What is required:
From the items below, pull out every line that contains the word "canopy", matching its case exactly.

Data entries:
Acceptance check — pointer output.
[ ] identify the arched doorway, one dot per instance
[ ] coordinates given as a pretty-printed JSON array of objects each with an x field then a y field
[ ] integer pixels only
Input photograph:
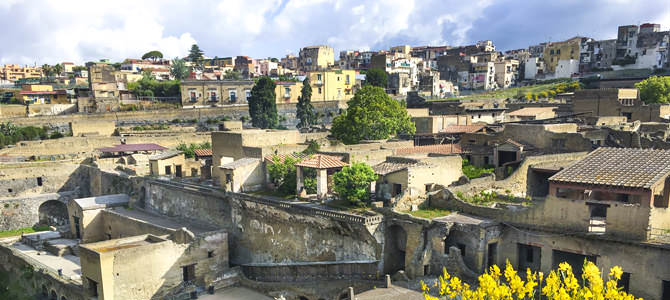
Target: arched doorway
[
  {"x": 394, "y": 249},
  {"x": 53, "y": 213}
]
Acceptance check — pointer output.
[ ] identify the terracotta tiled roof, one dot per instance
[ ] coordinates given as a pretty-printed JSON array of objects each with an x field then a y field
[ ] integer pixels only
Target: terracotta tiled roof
[
  {"x": 531, "y": 111},
  {"x": 203, "y": 152},
  {"x": 132, "y": 148},
  {"x": 321, "y": 161},
  {"x": 618, "y": 167},
  {"x": 462, "y": 128},
  {"x": 442, "y": 149}
]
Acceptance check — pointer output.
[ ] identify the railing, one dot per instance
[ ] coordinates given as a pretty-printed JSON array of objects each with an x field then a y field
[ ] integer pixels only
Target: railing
[{"x": 277, "y": 202}]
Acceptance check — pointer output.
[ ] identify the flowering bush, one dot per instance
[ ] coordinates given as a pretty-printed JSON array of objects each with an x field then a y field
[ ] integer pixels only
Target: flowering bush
[{"x": 561, "y": 284}]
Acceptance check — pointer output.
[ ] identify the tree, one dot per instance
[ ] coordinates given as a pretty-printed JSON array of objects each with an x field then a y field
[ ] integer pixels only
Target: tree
[
  {"x": 179, "y": 69},
  {"x": 655, "y": 89},
  {"x": 153, "y": 55},
  {"x": 376, "y": 77},
  {"x": 262, "y": 104},
  {"x": 352, "y": 183},
  {"x": 372, "y": 115},
  {"x": 47, "y": 70},
  {"x": 195, "y": 55},
  {"x": 305, "y": 109},
  {"x": 232, "y": 75},
  {"x": 58, "y": 69}
]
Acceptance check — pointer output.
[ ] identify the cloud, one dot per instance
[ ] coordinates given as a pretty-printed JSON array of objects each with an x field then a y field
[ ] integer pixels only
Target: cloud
[{"x": 51, "y": 31}]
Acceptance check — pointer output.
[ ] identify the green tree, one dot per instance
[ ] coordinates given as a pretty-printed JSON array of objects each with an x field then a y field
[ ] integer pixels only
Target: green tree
[
  {"x": 372, "y": 115},
  {"x": 179, "y": 69},
  {"x": 376, "y": 77},
  {"x": 232, "y": 75},
  {"x": 655, "y": 89},
  {"x": 153, "y": 55},
  {"x": 305, "y": 109},
  {"x": 262, "y": 104},
  {"x": 196, "y": 55},
  {"x": 352, "y": 183}
]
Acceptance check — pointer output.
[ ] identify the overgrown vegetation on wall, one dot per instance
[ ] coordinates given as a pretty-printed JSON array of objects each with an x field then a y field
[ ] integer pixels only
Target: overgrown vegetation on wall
[
  {"x": 11, "y": 134},
  {"x": 471, "y": 171},
  {"x": 559, "y": 284},
  {"x": 189, "y": 150}
]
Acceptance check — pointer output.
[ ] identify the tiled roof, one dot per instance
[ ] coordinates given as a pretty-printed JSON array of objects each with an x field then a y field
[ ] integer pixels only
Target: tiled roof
[
  {"x": 462, "y": 128},
  {"x": 531, "y": 111},
  {"x": 321, "y": 161},
  {"x": 202, "y": 152},
  {"x": 165, "y": 155},
  {"x": 132, "y": 148},
  {"x": 442, "y": 149},
  {"x": 390, "y": 167},
  {"x": 618, "y": 167},
  {"x": 240, "y": 163}
]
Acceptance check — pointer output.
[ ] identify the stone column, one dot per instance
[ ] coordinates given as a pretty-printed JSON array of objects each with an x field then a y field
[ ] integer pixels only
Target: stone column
[
  {"x": 321, "y": 183},
  {"x": 299, "y": 183}
]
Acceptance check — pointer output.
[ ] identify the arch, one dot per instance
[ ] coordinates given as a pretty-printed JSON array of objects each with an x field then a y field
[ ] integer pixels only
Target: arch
[
  {"x": 53, "y": 212},
  {"x": 395, "y": 244}
]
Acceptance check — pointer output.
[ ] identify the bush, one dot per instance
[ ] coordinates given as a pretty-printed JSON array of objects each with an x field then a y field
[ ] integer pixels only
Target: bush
[
  {"x": 561, "y": 283},
  {"x": 352, "y": 183}
]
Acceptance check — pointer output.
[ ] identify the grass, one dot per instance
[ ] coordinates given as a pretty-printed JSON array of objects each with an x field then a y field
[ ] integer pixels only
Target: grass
[
  {"x": 15, "y": 232},
  {"x": 429, "y": 213},
  {"x": 506, "y": 93}
]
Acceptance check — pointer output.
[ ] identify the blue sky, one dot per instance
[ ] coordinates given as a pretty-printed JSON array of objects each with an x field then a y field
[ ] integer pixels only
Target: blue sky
[{"x": 52, "y": 31}]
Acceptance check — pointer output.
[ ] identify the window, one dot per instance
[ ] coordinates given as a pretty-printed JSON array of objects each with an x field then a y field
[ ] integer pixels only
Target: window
[
  {"x": 233, "y": 96},
  {"x": 188, "y": 273}
]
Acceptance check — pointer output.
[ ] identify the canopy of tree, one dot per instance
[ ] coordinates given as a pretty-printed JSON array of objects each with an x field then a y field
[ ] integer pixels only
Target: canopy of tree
[
  {"x": 376, "y": 77},
  {"x": 371, "y": 115},
  {"x": 262, "y": 104},
  {"x": 153, "y": 55},
  {"x": 655, "y": 89}
]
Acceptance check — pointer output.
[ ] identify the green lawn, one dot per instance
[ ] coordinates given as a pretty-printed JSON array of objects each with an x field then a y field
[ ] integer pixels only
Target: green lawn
[
  {"x": 429, "y": 213},
  {"x": 15, "y": 232}
]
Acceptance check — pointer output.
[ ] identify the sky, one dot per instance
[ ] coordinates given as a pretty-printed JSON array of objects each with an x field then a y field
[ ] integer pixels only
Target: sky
[{"x": 54, "y": 31}]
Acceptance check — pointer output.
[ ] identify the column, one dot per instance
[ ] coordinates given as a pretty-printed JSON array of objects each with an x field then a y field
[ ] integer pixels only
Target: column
[
  {"x": 299, "y": 180},
  {"x": 321, "y": 182}
]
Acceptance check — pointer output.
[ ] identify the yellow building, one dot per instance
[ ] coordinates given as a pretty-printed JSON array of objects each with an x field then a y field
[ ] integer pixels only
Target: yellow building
[
  {"x": 16, "y": 72},
  {"x": 565, "y": 50},
  {"x": 41, "y": 94},
  {"x": 332, "y": 84},
  {"x": 288, "y": 91}
]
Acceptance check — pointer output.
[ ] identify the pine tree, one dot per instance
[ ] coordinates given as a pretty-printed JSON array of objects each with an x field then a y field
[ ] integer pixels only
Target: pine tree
[
  {"x": 305, "y": 110},
  {"x": 262, "y": 104}
]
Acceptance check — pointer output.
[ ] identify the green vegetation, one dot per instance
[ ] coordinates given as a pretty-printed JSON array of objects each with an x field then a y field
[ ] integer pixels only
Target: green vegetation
[
  {"x": 151, "y": 127},
  {"x": 15, "y": 232},
  {"x": 11, "y": 134},
  {"x": 429, "y": 213},
  {"x": 305, "y": 109},
  {"x": 150, "y": 87},
  {"x": 376, "y": 77},
  {"x": 179, "y": 69},
  {"x": 153, "y": 55},
  {"x": 352, "y": 183},
  {"x": 655, "y": 89},
  {"x": 263, "y": 104},
  {"x": 372, "y": 115},
  {"x": 189, "y": 150},
  {"x": 530, "y": 92},
  {"x": 471, "y": 171}
]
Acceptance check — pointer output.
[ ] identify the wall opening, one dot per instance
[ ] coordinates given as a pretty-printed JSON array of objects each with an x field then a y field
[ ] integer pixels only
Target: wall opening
[
  {"x": 53, "y": 213},
  {"x": 394, "y": 249}
]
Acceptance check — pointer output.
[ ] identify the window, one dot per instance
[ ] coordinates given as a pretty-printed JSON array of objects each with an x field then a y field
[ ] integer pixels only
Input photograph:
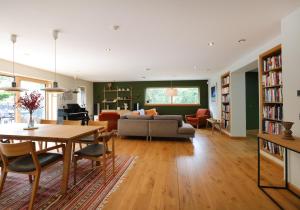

Result of this exercise:
[ ] identify the canopy of tree, one dot per instance
Target: canopy of tree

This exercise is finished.